*** Opening The input ***

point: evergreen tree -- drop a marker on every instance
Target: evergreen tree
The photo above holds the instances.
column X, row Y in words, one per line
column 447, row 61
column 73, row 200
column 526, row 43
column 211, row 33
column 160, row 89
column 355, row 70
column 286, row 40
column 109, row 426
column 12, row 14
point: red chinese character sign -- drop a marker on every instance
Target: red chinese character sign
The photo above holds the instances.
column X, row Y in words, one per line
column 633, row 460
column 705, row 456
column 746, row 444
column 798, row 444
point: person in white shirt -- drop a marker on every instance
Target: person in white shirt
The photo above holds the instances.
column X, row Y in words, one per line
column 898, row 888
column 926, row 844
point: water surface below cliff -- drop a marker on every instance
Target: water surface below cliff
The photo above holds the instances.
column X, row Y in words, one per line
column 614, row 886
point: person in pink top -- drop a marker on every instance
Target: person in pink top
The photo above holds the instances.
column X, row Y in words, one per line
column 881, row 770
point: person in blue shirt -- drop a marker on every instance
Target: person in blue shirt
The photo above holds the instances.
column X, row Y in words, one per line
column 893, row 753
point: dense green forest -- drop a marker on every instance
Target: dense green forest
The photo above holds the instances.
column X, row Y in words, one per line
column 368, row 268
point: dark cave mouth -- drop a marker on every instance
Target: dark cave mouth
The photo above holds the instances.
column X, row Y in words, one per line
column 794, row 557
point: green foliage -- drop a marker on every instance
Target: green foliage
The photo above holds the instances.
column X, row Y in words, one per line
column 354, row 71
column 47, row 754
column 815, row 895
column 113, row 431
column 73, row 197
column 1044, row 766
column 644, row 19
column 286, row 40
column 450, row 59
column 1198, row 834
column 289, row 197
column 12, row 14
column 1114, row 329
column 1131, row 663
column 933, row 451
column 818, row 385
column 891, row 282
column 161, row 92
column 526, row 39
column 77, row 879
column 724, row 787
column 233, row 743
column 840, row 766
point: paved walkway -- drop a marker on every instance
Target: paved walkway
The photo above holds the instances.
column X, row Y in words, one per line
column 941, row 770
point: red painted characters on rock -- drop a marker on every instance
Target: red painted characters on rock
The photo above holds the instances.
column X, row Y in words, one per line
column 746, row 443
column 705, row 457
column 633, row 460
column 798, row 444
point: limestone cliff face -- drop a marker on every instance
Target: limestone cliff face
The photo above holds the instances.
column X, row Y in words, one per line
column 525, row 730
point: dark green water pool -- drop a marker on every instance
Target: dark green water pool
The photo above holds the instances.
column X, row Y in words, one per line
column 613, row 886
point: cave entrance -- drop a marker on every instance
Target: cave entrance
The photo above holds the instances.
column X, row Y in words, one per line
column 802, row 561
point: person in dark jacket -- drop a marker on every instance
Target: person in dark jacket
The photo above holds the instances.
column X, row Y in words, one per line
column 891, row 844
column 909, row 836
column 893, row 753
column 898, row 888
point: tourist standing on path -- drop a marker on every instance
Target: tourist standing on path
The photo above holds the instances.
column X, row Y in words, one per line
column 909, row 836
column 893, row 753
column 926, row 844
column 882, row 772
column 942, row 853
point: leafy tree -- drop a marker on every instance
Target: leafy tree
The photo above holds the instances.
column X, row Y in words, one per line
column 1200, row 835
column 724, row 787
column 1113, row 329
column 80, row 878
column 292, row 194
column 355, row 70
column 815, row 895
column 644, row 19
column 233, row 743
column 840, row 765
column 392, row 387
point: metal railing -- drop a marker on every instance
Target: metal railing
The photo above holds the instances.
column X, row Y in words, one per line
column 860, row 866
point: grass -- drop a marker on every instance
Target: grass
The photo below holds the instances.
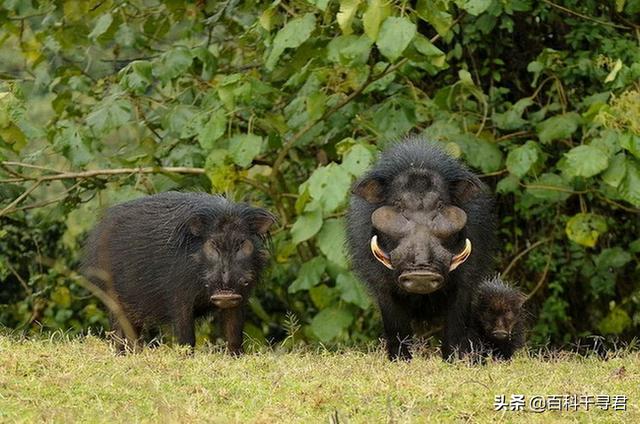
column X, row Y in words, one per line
column 80, row 380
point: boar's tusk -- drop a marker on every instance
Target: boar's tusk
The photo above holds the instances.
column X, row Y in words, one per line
column 462, row 256
column 379, row 254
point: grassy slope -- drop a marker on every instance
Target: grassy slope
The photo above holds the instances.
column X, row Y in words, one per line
column 81, row 380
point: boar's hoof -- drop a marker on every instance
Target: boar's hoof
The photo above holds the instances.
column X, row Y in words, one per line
column 421, row 282
column 226, row 300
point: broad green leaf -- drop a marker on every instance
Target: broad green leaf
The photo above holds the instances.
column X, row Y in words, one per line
column 126, row 35
column 70, row 143
column 316, row 105
column 616, row 171
column 244, row 148
column 550, row 187
column 480, row 153
column 173, row 63
column 629, row 188
column 309, row 274
column 435, row 56
column 330, row 323
column 352, row 290
column 292, row 35
column 357, row 160
column 614, row 72
column 109, row 114
column 521, row 159
column 320, row 4
column 331, row 241
column 586, row 161
column 608, row 143
column 137, row 76
column 508, row 184
column 349, row 50
column 395, row 35
column 558, row 127
column 178, row 121
column 101, row 26
column 436, row 13
column 474, row 7
column 347, row 12
column 393, row 118
column 329, row 185
column 631, row 143
column 465, row 77
column 214, row 128
column 222, row 177
column 306, row 226
column 585, row 228
column 512, row 119
column 323, row 296
column 616, row 322
column 377, row 11
column 614, row 257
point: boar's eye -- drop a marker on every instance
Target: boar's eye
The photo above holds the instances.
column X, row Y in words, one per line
column 246, row 249
column 211, row 251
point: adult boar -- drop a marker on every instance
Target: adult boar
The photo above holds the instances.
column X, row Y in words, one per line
column 172, row 257
column 420, row 231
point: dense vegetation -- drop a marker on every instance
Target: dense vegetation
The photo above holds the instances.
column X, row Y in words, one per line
column 283, row 104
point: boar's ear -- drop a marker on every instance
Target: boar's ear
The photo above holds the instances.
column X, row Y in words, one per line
column 464, row 190
column 262, row 220
column 370, row 189
column 196, row 225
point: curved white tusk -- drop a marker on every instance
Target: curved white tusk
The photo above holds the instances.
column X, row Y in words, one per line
column 379, row 254
column 462, row 256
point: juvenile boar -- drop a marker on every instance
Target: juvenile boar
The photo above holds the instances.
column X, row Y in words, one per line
column 420, row 231
column 497, row 319
column 172, row 257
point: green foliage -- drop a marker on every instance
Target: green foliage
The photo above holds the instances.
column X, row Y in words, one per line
column 285, row 105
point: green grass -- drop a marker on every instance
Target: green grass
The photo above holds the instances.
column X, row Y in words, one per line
column 81, row 380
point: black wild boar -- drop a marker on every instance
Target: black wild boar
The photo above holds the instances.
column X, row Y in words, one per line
column 497, row 319
column 172, row 257
column 420, row 231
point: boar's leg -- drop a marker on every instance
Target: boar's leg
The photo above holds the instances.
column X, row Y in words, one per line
column 232, row 325
column 397, row 329
column 124, row 344
column 184, row 328
column 459, row 339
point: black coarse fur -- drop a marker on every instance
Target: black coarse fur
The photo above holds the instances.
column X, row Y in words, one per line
column 452, row 302
column 162, row 257
column 497, row 319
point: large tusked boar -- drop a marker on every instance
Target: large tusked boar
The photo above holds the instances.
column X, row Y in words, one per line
column 420, row 230
column 172, row 257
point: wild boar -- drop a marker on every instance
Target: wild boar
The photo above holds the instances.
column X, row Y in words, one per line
column 420, row 232
column 172, row 257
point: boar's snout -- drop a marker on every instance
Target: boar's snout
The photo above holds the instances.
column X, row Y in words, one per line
column 500, row 334
column 421, row 282
column 226, row 300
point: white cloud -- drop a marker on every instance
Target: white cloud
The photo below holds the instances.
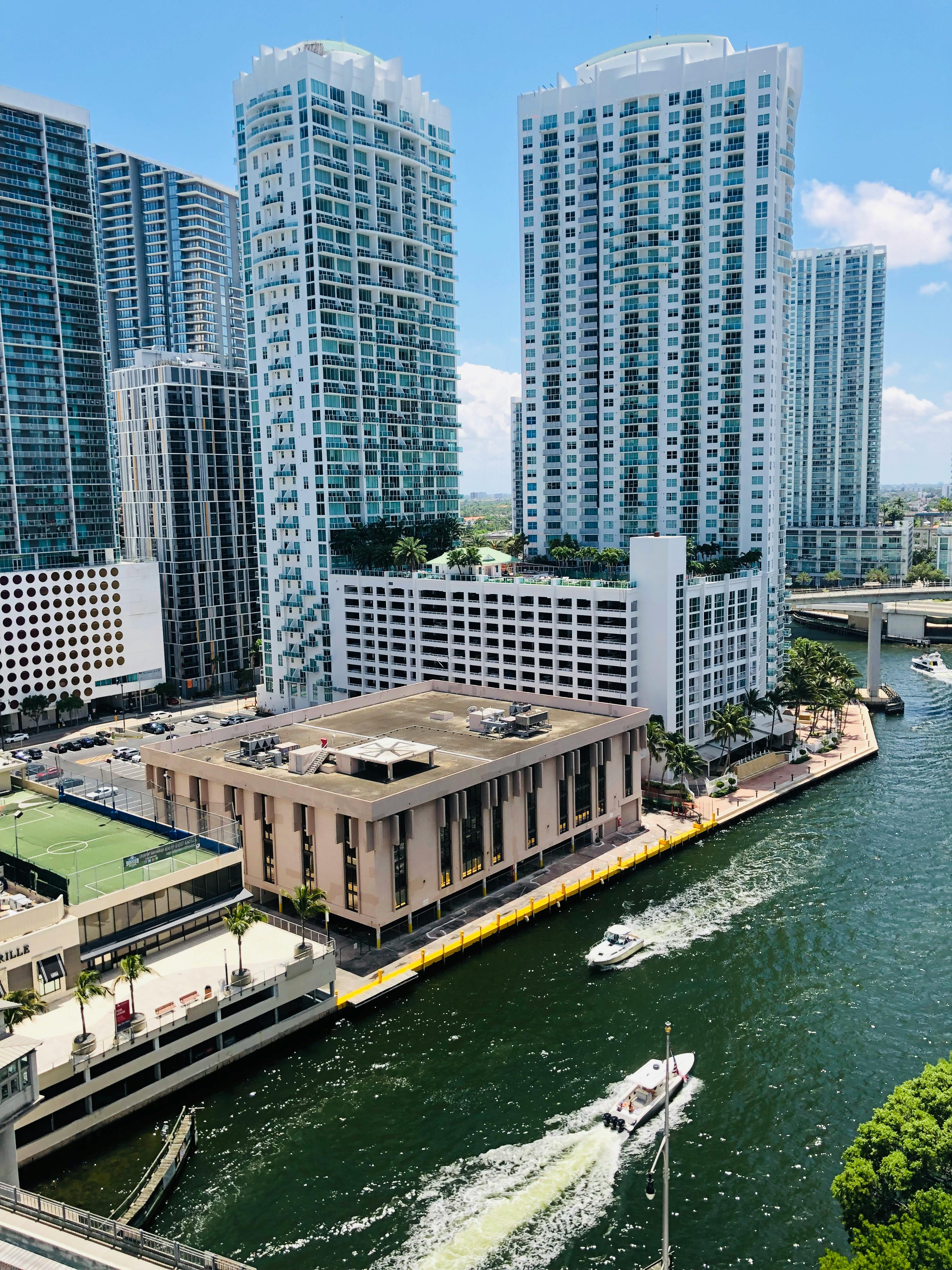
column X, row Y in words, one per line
column 484, row 432
column 917, row 438
column 917, row 229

*** Closing The input ***

Each entry shown above must be quoted exactly, with its pictures left out.

point: evergreen tree -- drop a marker on every instance
Target: evergreen tree
The photo above holds the instances.
column X, row Y in words, one per line
column 447, row 61
column 73, row 200
column 526, row 43
column 211, row 33
column 160, row 89
column 355, row 70
column 286, row 40
column 109, row 426
column 12, row 14
point: red chinese character sign -- drop a marker on every instance
Target: red chinese character sign
The photo above holds the instances.
column X, row Y in words, one per line
column 633, row 460
column 705, row 456
column 746, row 444
column 798, row 444
point: person in white shirt -- drop a marker on every instance
Target: person in white shirt
The photo above holds the instances.
column X, row Y in words, one per line
column 898, row 888
column 926, row 844
point: water surface below cliff -- drop a marker on every instance
Target: water surface below cliff
The photo above holds the instances.
column X, row Y in words, one per line
column 614, row 886
point: person in pink top -- drop a marker on every instance
Target: person in pink top
The photo above holds the instances.
column X, row Y in words, one per line
column 881, row 770
point: person in blue shirt -- drop a marker on every instance
Target: person in blue shirt
The photo above holds the instances.
column X, row Y in words, one per line
column 893, row 753
point: dense green forest -- drop a marker on every instance
Target: dense green forest
The photo above holds the instances.
column X, row Y in words, one per line
column 368, row 268
point: dark cave mouth -- drop a marker on every instance
Target: dark cave mouth
The photo above holds the instances.
column X, row Y in words, one per line
column 794, row 557
point: green foliage -- drop a marker on every instance
Target: green foliage
The photo above holds the instances.
column X, row Y in words, one per line
column 354, row 71
column 47, row 754
column 815, row 895
column 113, row 431
column 73, row 197
column 1044, row 766
column 644, row 19
column 286, row 40
column 450, row 59
column 1198, row 834
column 289, row 197
column 12, row 14
column 1114, row 329
column 1131, row 663
column 933, row 451
column 818, row 385
column 891, row 282
column 161, row 92
column 526, row 39
column 77, row 879
column 724, row 787
column 233, row 743
column 840, row 766
point: paved walkway -- drop a marker on every instance
Target: paved walkway
The photo above holds the instances.
column X, row Y in words, one per line
column 941, row 770
point: red painted characters on rock -- drop a marker on every instance
Target: red painted characters on rock
The photo above holds the instances.
column X, row Y in words, one per line
column 746, row 443
column 705, row 457
column 633, row 460
column 798, row 444
point: limestone cliff face -- drop a marker on every instance
Target: limestone cliff face
The photo above holds the instances.
column X, row Y in words, one per line
column 525, row 730
point: dark green water pool -- drop a marker on every instance
Target: dark green water pool
The photo above holds the instances.
column X, row Y in words, one per line
column 613, row 886
point: cave entrance -- drop a marker on every instance
Target: cave entrance
The photo above holds the instances.
column X, row Y in words, one per line
column 802, row 561
point: person in dark jacket -- drop a marker on every instance
Target: person in dark jacket
The photo above holds the instances.
column X, row Y in words, one per line
column 891, row 844
column 909, row 836
column 893, row 753
column 898, row 888
point: tourist standing on path -- drop a marker on every instance
Target: tourist standing on path
The photo above holds the instances.
column X, row Y in words, one per line
column 909, row 836
column 893, row 753
column 926, row 844
column 882, row 772
column 942, row 853
point: leafy tree -- drop a marker on every instance
Target: leafy tree
The photo above holds the instances.
column X, row Y in words, one per line
column 1200, row 835
column 724, row 787
column 1113, row 329
column 80, row 878
column 292, row 194
column 355, row 70
column 815, row 895
column 644, row 19
column 233, row 743
column 840, row 765
column 392, row 387
point: metal railing -- drop a marker on every instance
Target: metal railing
The photo above holds the instances.
column X, row Y in words, one per line
column 860, row 866
point: grass -- drop a marker on every instance
Target: grass
The photo below holds the instances.
column X, row Y in words, one per line
column 80, row 380
point: boar's tusk -- drop a marker on every instance
Target: boar's tusk
The photo above holds the instances.
column X, row Y in words, one per line
column 462, row 256
column 379, row 254
point: grassy slope -- drop a marker on every instance
Target: grassy slope
The photo above holds the instances.
column X, row Y in words, one per line
column 81, row 380
point: boar's hoof -- drop a marker on every instance
Target: boar's hoof
The photo above holds the instances.
column X, row Y in words, one per line
column 421, row 282
column 226, row 300
point: broad green leaf -- drop a marker on every instance
Target: broad green leaf
The photo above holds the instances.
column X, row Y in words, one per line
column 126, row 35
column 70, row 143
column 316, row 105
column 616, row 171
column 244, row 148
column 550, row 187
column 480, row 153
column 173, row 63
column 629, row 188
column 309, row 274
column 435, row 56
column 330, row 323
column 352, row 290
column 292, row 35
column 357, row 160
column 614, row 72
column 109, row 114
column 521, row 159
column 320, row 4
column 331, row 241
column 586, row 161
column 608, row 143
column 137, row 76
column 508, row 184
column 349, row 50
column 395, row 35
column 558, row 127
column 178, row 121
column 101, row 26
column 436, row 13
column 474, row 7
column 347, row 12
column 393, row 118
column 329, row 185
column 631, row 143
column 465, row 77
column 214, row 128
column 222, row 177
column 306, row 226
column 585, row 228
column 512, row 119
column 323, row 296
column 616, row 322
column 377, row 11
column 614, row 257
point: boar's eye -- drop a marker on every instance
Target: boar's eye
The photo above holds the instances.
column X, row Y in words, one per line
column 246, row 249
column 211, row 251
point: adult boar -- drop a marker on every instance
Target: adult boar
The photo above holds the instances.
column X, row Y in words, one per line
column 172, row 257
column 420, row 231
point: dense vegetation -- drop a marker on every instance
Target: dense vegetation
The photo above holds the instances.
column X, row Y in words, one per line
column 283, row 104
point: boar's ear -- drop a marker on every instance
Target: boar's ear
The photo above holds the instances.
column X, row Y in words, one per line
column 464, row 190
column 262, row 220
column 370, row 189
column 196, row 225
point: curved white tusk -- drop a marker on every instance
Target: curved white tusk
The photo above holds the instances.
column X, row Y in words, one per line
column 379, row 254
column 462, row 256
point: juvenile boar -- drop a marker on every instance
Target: juvenile boar
The photo above holds the instances.
column X, row Y in words, one per line
column 420, row 231
column 497, row 319
column 172, row 257
point: green foliage -- drop a marker on every instance
Target: green foliage
The photo above holds the instances.
column X, row Y in words, one per line
column 285, row 105
point: green grass -- drop a marker on every instance
Target: green grass
The photo above holds the instances.
column X, row Y in words, one per line
column 81, row 380
point: black wild boar -- drop a marker on every instance
Target: black wild boar
The photo above holds the instances.
column X, row Y in words, one per line
column 497, row 319
column 172, row 257
column 420, row 231
point: boar's leg -- drop a marker on every instance
Target: boar's leg
The photo above holds the instances.
column X, row Y in words, one per line
column 232, row 325
column 397, row 329
column 124, row 344
column 184, row 328
column 459, row 339
point: black coarse fur -- drop a marker on every instance
Target: black coarse fur
The photo above holds the instances.
column X, row Y in words, one per line
column 452, row 302
column 162, row 257
column 497, row 319
point: large tusked boar -- drop a marker on every instance
Target: large tusked boar
The photo above holds the instances.
column X, row Y in words, one per line
column 420, row 230
column 172, row 257
point: wild boar -- drop a marker on every instance
Target: wild boar
The photo above holds the instances.
column X, row Y in words, one per line
column 420, row 232
column 172, row 257
point: boar's snout -- drop a marker on every instance
Target: boar's snout
The photo above holds the instances.
column X, row Y in words, one per line
column 500, row 334
column 421, row 282
column 226, row 300
point: white cloud -- drop a marker on every instance
Target: white cloud
The photo below holds the instances.
column X, row Y in words, one per line
column 484, row 432
column 917, row 438
column 917, row 229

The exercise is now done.